╭─ Data to use

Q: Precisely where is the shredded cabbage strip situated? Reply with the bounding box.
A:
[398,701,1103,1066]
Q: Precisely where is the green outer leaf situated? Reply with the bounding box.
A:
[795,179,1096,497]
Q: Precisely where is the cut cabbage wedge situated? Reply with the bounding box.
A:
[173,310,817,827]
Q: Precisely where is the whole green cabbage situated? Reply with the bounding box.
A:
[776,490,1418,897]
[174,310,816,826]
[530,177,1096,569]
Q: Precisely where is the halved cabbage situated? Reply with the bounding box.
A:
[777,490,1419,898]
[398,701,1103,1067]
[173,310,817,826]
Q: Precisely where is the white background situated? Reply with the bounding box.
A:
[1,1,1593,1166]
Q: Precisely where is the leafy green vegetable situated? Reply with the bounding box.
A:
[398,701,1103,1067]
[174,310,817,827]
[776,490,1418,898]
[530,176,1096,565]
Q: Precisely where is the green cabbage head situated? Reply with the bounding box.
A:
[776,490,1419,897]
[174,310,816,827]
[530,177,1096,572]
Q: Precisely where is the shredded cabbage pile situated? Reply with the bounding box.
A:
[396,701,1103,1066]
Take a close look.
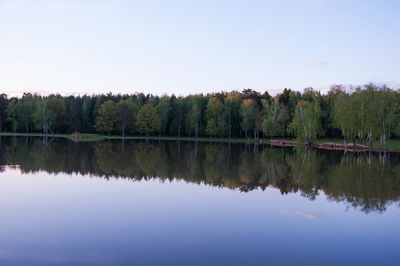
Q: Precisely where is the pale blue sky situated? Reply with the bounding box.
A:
[0,0,399,97]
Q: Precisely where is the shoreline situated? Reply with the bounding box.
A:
[0,132,398,152]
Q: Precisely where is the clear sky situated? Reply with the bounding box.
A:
[0,0,399,97]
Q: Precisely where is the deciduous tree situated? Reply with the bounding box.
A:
[116,99,138,137]
[136,104,160,137]
[95,100,117,134]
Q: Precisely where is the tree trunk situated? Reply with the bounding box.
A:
[369,132,373,148]
[228,118,231,139]
[383,134,386,149]
[299,107,307,139]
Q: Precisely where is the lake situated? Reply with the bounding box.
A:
[0,137,399,265]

╰─

Task objective:
Aside from the pictures, copy all of the entries exactly.

Task output:
Q: Precisely where is the shredded cabbage strip situated? Reply with the bounding box.
A:
[398,701,1103,1066]
Q: Precisely where is the green outer leaf situated? Reply with the bounding box.
A:
[795,179,1096,497]
Q: Precisely where is the cut cabbage wedge situated? Reply with the bounding box.
A:
[173,310,817,827]
Q: Precisely where is the whole green cabbage situated? Reply with the bounding box.
A:
[776,490,1418,897]
[174,310,816,826]
[530,177,1096,569]
Q: Precisely where is the halved cabbage situated? Reply with the bounding box.
A:
[777,490,1419,898]
[398,701,1103,1067]
[173,310,817,826]
Q: Precisely where is the white background situated? Reply with the bounding box.
A:
[1,1,1593,1166]
Q: Precisely where is the leafy green vegetable situated? Reply with the bounding box.
A:
[398,701,1103,1067]
[174,310,817,827]
[776,490,1418,898]
[530,176,1096,565]
Q: Precisely where is the green cabbage head situated? Reply with the bounding box.
A:
[776,490,1419,897]
[174,310,816,827]
[530,177,1096,572]
Q: Precisely where is the shredded cabbage pile situated? Reply with the bounding box.
A:
[396,701,1103,1066]
Take a close look.
Q: Precisely where is the pale blue sky situated? Reply with the bounding box.
A:
[0,0,399,97]
Q: Precisely where is the shoreline situated? Reply with the bounding box.
A:
[0,132,398,152]
Q: Precisely where is the clear sky situated? Reply with the bounding box.
A:
[0,0,399,97]
Q: Precisely where is the deciduous tree situated? Reply with the bounding box.
A:
[116,99,138,137]
[136,104,160,137]
[95,100,117,134]
Q: Precisely where is the tree trunk situated? Reply with the bounding box.
A:
[369,132,373,148]
[228,118,231,139]
[383,134,386,149]
[299,107,307,139]
Q: Precisely where is the lake situated? Reply with the bounding box.
A:
[0,137,399,265]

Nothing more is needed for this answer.